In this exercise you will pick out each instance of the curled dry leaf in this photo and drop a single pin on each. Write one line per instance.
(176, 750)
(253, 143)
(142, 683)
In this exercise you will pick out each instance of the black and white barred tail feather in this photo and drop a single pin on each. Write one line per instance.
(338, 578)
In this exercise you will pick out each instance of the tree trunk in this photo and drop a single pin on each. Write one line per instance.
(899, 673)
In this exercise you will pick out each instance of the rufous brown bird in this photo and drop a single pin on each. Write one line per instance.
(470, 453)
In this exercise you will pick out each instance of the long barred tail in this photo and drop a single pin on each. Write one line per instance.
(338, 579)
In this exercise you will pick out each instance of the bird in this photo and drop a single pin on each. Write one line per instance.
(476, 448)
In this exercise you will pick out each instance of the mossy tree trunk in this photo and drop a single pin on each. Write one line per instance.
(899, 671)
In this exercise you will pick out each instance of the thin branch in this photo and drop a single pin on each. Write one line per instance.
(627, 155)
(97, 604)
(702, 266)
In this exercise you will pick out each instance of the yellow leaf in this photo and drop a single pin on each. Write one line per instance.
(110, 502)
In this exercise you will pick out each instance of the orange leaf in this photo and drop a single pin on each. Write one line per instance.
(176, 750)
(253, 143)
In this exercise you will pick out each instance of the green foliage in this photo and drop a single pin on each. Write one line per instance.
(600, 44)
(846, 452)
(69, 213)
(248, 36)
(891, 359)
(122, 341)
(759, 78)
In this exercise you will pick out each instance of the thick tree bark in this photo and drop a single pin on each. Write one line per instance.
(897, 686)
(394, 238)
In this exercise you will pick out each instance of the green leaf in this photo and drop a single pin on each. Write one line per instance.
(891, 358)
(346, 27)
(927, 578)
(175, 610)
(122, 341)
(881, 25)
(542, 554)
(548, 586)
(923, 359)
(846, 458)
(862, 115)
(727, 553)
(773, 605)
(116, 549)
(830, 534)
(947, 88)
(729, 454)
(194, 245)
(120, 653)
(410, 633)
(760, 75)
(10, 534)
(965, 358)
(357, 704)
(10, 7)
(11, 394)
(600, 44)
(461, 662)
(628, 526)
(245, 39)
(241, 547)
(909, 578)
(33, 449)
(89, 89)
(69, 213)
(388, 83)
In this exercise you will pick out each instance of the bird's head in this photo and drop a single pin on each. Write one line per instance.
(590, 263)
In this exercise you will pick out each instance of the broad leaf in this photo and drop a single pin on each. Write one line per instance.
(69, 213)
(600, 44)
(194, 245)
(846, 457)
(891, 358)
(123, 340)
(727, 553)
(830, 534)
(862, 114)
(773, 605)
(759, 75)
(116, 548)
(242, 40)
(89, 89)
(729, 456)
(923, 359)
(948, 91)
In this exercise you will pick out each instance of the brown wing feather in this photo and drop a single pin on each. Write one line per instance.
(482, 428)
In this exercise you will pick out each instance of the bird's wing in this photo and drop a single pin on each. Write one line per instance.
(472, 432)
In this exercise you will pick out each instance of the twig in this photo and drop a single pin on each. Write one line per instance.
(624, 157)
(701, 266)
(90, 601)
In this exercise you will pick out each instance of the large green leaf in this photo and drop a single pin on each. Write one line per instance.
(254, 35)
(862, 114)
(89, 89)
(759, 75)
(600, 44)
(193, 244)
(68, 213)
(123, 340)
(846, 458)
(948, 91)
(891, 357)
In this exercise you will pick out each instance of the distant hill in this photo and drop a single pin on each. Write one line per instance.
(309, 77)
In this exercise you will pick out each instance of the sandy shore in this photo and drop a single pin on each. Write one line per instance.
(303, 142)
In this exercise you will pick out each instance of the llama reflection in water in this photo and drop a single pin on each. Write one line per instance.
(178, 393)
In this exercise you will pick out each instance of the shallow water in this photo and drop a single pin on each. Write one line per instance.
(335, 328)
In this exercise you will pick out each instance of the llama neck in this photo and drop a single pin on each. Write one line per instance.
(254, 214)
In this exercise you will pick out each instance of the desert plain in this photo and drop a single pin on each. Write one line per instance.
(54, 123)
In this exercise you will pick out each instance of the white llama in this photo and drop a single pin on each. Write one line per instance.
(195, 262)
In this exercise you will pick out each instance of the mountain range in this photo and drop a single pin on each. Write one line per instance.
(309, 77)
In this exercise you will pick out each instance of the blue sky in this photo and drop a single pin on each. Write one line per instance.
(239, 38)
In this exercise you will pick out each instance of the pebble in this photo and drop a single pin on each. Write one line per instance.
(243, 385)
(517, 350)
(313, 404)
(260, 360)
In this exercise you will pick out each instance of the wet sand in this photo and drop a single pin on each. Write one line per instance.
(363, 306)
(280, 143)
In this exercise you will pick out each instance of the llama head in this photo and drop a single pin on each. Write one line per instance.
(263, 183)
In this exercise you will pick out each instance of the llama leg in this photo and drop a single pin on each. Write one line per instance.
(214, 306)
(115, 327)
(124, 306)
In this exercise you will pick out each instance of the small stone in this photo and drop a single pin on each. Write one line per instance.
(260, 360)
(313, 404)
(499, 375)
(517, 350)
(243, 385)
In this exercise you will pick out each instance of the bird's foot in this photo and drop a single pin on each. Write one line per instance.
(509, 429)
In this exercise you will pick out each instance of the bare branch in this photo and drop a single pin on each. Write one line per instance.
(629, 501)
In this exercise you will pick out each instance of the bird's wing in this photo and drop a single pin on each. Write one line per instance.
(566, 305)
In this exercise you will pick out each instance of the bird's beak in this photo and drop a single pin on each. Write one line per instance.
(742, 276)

────────────────────────────────────────

▶ **GOAL OF THE EXERCISE**:
Starting at the line containing "of the small" and ending at the last line of the records, write the lines out again with every "pin" changed to "marker" and nothing else altered.

▶ **WORKED SOLUTION**:
In this exercise you will pick out each instance of the small stone in this photo and drop a single marker on each. Write one line per instance.
(260, 360)
(313, 404)
(499, 375)
(517, 350)
(243, 385)
In this exercise you will pick out each instance of the bird's foot in this photo and drop a single marker on each. Write one line per instance.
(509, 429)
In this exercise you will pick out each instance of the bare branch in this photo and drop a single marker on each. Write one line per instance.
(629, 501)
In this exercise you will pick out each instance of the bird's wing in this photo and drop a single marker on each. Write one line per instance.
(566, 305)
In this exercise you will pick out each instance of the bird's beak in this photo and drop a single marker on each. Write one line per instance.
(742, 276)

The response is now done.